It is estimated that approximately 4,390 poles remain to be coated in the 115kV system. Following the
current plan to coat 714 poles in 2015 (179 115 kV poles and 535 230 kV poles repainting the Lolo –
Oxbow line), it recommended to coat 1000 poles per year for the following five years to complete the
work by 2020. At a total labor and materials cost of $242/pole, this equates to $242,000/year. Beyond
this, regular maintenance and upkeep will only be required, at an unknown amount depending on the
longevity of the coatings. Until better information is obtained, $50k/year for ongoing coating
maintenance is estimated. Performance metrics could be considered to monitor performance of this
program, possibly in terms of % of the system protected, maintenance spending and actual fire damage
costs. As noted in the Outages section, pole fire incidents have dramatically decreased, however
monitoring and adjustment of this program remains a necessity.
See Whicker (2013) for more details and history of this program, which is now administered by the
Transmission Design group.
8. 230kV Foundation Grouting
The Noxon-Pine Creek and Cabinet – Rathdrum 230kV circuits have unique steel structures where the
interface between the steel sleeve in the foundation and above-ground structure requires re-grouting
after approximately 30 years, to avoid destructive corrosion. This work has been completed on the
Noxon-Pine Creek 230kV line. Approximately $250k out of $500k of foundation grouting work on
Cabinet – Rathdrum 230kV was completed through 2014. Another $83k/year is planned through
project completion in 2017.
9. Polymer Insulators
Transmission Line Polymer Insulators (TPI) provide insulation at the connection points for transmission
lines to the supporting structure. Other types of insulators include toughened glass and older porcelain
types. Although no significant problems have been noted on 115kV lines, there were numerous faults
on 230kV lines from 1998 to 2008 attributable to poly insulators causing line outages, and five
mechanical failures that caused the line to fall.
Staff_PR_021 Attachment A Page 36 of 52
In 2008 a plan was initiated to replace TPIs and install corona rings on dead-end TPI insulators on various
230kV lines (without corona rings, TPIs are expected to fail in the 10 – 15 year timeframe, with corona
rings the expected service life is extended to an unknown age).
Work was completed primarily in 2009 on N. Lewiston - Shawnee 230kV and Dry Creek – N. Lewiston
230kV, and in 2011 all suspension and dead-end TPIs on the Hatwai - N. Lewiston 230kV were replaced
with toughened glass insulators.
This work appears to have been effective. From 2009 to 2012, only 2 sustained outage occurances
involving insulators are recorded. However, the degree to which TPIs exist on the remainder of the
system, and the prediction of current and future risk is unknown.
For this reason, it is recommended that at least on 230kV lines, future ground inspections include
information gathering on the insulator type, so that an analysis of risk and optimal mitigation actions
may be made in a short time period should that become necessary.

* **DATA EXCERPTS**:

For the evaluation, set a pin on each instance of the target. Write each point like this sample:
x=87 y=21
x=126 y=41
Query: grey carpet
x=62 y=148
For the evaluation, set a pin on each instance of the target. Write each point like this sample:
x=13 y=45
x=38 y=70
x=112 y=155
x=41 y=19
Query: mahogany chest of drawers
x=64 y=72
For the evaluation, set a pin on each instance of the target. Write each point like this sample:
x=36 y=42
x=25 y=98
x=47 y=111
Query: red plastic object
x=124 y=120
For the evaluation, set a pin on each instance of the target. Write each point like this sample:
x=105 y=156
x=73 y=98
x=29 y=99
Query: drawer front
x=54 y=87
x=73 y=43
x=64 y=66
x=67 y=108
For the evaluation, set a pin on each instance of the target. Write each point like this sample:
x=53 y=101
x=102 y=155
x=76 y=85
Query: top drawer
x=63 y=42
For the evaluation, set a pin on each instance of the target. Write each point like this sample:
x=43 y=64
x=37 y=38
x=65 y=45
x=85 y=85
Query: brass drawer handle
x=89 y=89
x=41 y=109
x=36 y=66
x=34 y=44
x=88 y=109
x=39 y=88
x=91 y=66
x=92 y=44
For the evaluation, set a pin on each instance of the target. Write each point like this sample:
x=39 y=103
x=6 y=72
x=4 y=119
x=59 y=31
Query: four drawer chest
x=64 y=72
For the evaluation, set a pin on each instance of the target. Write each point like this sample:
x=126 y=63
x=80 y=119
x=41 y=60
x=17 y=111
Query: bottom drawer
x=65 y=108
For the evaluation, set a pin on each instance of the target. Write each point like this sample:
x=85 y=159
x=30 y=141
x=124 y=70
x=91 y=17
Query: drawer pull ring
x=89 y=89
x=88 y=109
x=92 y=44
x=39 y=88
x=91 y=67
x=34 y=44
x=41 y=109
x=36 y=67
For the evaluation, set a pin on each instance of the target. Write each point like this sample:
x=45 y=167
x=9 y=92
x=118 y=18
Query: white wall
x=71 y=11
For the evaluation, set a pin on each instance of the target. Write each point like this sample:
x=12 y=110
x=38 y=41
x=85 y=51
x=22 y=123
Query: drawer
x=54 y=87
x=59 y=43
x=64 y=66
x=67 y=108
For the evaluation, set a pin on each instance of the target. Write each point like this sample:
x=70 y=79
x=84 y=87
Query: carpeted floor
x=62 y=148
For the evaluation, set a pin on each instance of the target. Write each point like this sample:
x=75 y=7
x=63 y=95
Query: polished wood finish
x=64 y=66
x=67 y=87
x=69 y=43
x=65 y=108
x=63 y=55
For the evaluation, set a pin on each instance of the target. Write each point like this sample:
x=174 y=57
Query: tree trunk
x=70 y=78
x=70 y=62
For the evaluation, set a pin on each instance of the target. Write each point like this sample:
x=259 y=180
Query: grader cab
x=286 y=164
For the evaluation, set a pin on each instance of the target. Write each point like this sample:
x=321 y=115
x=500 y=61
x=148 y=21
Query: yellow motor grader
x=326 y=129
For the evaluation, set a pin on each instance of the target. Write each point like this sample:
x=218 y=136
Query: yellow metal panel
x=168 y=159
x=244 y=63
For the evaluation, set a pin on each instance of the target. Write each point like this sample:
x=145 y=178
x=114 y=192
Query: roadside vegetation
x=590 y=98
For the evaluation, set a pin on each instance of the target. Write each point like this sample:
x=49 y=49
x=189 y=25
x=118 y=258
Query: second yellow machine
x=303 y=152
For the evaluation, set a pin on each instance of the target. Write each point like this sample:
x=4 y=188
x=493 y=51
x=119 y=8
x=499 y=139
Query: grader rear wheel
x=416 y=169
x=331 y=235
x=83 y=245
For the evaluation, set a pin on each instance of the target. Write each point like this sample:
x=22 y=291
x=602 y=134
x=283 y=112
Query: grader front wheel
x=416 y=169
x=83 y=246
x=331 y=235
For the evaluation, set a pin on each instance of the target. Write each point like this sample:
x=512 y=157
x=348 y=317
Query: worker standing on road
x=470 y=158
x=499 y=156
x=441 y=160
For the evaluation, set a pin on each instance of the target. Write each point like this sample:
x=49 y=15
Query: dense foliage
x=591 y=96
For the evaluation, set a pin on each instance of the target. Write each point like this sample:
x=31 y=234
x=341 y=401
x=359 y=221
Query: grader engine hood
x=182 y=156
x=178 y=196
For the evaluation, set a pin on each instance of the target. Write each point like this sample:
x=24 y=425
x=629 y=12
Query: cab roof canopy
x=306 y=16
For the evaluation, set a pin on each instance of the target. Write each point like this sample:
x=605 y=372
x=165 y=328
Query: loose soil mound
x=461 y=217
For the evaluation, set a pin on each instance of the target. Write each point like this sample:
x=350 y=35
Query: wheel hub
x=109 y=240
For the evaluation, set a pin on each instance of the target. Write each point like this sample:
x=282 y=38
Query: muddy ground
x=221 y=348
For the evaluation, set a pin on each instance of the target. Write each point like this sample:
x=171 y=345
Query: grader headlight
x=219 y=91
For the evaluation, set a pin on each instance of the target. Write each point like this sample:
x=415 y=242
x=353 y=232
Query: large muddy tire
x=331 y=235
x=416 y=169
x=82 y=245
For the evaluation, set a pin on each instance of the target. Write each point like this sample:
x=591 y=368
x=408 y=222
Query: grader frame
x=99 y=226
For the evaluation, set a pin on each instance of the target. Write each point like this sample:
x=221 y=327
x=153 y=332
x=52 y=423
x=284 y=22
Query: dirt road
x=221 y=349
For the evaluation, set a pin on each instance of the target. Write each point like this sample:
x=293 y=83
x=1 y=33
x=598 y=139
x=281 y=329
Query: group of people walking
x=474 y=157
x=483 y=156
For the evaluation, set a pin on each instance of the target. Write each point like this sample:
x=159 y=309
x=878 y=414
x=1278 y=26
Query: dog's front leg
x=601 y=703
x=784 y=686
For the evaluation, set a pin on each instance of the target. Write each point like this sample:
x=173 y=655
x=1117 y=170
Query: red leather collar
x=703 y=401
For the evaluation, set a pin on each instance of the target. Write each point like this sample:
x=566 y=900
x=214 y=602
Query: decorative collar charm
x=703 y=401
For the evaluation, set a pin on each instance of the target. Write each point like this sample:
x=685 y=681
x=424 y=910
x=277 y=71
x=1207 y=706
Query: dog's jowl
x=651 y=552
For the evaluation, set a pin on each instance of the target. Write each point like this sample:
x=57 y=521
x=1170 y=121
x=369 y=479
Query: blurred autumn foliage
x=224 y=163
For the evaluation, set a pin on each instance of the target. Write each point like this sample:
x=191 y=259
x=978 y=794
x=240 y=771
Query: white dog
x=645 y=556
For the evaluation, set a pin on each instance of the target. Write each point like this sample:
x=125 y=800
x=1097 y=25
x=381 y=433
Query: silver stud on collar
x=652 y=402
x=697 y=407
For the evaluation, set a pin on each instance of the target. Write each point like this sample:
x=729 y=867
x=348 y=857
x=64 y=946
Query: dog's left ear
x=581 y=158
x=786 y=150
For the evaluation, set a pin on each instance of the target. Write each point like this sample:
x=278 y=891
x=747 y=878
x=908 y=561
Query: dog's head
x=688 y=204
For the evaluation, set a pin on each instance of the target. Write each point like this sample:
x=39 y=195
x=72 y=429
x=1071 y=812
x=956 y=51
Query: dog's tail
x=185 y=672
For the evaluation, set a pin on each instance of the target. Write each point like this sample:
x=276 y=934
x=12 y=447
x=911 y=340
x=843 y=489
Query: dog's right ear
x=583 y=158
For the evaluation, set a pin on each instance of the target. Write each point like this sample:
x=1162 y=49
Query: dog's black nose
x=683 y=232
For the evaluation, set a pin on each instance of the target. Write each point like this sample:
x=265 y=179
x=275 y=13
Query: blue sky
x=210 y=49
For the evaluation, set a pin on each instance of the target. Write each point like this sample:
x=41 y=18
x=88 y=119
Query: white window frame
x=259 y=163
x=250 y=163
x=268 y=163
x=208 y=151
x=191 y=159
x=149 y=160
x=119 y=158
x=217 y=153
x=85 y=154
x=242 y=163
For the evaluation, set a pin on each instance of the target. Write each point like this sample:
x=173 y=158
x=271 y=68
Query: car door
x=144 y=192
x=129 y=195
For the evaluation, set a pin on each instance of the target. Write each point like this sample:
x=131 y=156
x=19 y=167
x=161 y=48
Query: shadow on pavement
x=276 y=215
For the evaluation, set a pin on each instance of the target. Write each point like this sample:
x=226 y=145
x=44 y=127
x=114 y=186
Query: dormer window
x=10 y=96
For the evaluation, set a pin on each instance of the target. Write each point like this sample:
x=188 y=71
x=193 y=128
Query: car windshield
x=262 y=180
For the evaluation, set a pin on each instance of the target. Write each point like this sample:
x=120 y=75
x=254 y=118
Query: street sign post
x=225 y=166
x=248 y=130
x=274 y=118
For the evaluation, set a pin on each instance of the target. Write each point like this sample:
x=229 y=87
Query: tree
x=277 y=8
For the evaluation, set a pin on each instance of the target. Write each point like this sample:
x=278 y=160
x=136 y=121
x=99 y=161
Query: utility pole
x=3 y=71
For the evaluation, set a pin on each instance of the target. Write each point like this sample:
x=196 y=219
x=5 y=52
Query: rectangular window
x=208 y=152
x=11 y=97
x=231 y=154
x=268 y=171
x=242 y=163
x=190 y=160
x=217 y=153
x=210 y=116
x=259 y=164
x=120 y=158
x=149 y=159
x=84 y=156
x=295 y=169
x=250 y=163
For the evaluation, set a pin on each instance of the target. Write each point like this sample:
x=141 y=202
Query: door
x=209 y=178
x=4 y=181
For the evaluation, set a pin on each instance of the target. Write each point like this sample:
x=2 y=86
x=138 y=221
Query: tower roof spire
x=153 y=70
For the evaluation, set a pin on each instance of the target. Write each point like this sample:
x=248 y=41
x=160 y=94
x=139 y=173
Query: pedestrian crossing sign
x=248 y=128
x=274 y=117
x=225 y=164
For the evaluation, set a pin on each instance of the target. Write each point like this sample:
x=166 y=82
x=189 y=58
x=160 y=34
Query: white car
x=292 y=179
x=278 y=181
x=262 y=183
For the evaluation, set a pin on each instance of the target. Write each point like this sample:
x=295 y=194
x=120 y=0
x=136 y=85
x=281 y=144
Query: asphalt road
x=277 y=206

* **EXERCISE**: Please say whether each statement below agrees with the transmission maintenance text, answering yes or no and quoting the deciding words from the text. 1. Foundation grouting has been completed on the Noxon-Pine Creek 230kV line. 2. Significant problems with polymer insulators have been noted on 115kV lines. 3. Coating costs $242 per pole for labor and materials combined.

* **RESULT FOR THIS TASK**:
1. Yes: "This work has been completed on the Noxon-Pine Creek 230kV line."
2. No: "no significant problems have been noted on 115kV lines"
3. Yes: "At a total labor and materials cost of $242/pole"